• [REQUIRED TASK]
Write out the section of the vocabulary tips text from "When you take" up to and including "found the word.".

When you take an English immersion course, you have a great opportunity to expand your vocabulary in English. But how do you make the new words stick in your long-term memory, so that you remember them not just tomorrow, but next week, next month, next year?
Here are 5 tips for making new words part of your permanent English vocabulary:
Be hungry for new words
Learn actively, rather than passively. Learning vocabulary from a list is boring and ineffective. Instead, when someone uses a word in conversation that is new for you, ask her/him to explain it to you. Repeat it aloud a few times and ask for feedback on your pronunciation. Ask how to spell it and write it down in a notebook. When you see a new word in your reading, copy it in your notebook, along with a short definition and the context in which you found the word.
Keep to the target language
Translating the new word into your native language might help you get a quick understanding of a new word, at least in a general sense, but it actually makes it more difficult to remember the meaning of the new word the next time you hear it or see it, which after all is the main point.
Also, most words, individually and out of context, cannot accurately be translated – change the context, and you often have to change the translation. Abstract words are particularly and notoriously difficult to translate.
Explore the word from many angles
Learning a new word might start with the answer to the question What does it mean?. But there are also the questions How do you pronounce it?, How do you spell it?, and crucially if you really want to make the word your own, How do you use it with other words?
For example, if you use a noun after the verb depend, you have to use the preposition on, as in it depends on the weather (not depends of – an understandably common mistake for Spanish speakers translating word for word from Spanish to English).

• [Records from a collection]
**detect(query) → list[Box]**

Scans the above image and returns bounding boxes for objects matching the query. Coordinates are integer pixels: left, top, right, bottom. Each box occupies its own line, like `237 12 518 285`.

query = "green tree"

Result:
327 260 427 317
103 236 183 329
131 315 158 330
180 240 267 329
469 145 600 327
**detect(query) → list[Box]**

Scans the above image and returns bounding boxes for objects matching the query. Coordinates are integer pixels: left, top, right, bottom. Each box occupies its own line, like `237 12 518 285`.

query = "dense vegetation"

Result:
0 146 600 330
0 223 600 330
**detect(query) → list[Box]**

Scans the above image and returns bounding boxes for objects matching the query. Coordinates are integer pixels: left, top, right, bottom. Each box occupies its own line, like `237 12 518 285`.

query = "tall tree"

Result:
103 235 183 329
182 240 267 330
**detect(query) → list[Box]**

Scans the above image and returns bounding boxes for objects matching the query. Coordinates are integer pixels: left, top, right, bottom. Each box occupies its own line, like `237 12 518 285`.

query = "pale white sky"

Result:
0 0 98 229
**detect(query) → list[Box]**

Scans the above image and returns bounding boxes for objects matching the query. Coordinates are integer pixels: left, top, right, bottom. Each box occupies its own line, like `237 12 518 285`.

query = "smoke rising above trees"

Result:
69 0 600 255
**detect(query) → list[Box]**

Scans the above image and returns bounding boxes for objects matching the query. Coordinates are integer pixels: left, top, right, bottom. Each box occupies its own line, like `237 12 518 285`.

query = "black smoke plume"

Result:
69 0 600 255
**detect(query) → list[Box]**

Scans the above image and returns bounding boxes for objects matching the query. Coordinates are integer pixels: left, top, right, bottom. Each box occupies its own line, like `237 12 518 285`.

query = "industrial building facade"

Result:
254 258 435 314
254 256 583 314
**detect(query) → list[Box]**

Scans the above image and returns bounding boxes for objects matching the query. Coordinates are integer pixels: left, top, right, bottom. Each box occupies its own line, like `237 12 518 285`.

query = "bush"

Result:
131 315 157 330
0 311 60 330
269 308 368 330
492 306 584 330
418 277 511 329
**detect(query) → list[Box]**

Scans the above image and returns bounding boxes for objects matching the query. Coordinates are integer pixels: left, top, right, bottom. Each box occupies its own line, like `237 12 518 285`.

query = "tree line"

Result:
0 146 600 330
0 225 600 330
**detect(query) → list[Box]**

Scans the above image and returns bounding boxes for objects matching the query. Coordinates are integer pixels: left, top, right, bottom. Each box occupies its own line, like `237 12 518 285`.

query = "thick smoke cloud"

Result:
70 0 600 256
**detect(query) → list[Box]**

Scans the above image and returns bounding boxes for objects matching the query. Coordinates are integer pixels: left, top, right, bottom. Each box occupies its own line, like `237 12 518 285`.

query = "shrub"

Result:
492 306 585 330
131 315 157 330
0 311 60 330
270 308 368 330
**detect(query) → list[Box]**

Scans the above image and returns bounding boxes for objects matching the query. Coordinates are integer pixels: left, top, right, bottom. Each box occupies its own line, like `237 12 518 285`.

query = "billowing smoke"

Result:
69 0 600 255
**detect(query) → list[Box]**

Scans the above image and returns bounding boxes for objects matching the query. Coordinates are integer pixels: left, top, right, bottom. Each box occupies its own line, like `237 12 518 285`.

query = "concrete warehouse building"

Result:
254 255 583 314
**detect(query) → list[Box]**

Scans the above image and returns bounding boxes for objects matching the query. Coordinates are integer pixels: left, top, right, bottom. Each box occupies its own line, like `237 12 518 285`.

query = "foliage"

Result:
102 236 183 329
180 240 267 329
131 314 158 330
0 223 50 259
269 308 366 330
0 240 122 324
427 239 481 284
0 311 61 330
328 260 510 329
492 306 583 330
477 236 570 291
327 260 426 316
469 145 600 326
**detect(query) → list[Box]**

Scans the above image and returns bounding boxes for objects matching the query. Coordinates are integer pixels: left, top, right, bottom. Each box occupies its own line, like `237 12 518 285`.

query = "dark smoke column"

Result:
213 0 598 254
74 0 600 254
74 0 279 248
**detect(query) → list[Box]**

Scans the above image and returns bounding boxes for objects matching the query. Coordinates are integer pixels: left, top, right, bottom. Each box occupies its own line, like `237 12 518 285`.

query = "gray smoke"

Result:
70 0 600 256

• [SOLUTION TO THE PROBLEM]
When you take an English immersion course, you have a great opportunity to expand your vocabulary in English. But how do you make the new words stick in your long-term memory, so that you remember them not just tomorrow, but next week, next month, next year?
Here are 5 tips for making new words part of your permanent English vocabulary:
Be hungry for new words
Learn actively, rather than passively. Learning vocabulary from a list is boring and ineffective. Instead, when someone uses a word in conversation that is new for you, ask her/him to explain it to you. Repeat it aloud a few times and ask for feedback on your pronunciation. Ask how to spell it and write it down in a notebook. When you see a new word in your reading, copy it in your notebook, along with a short definition and the context in which you found the word.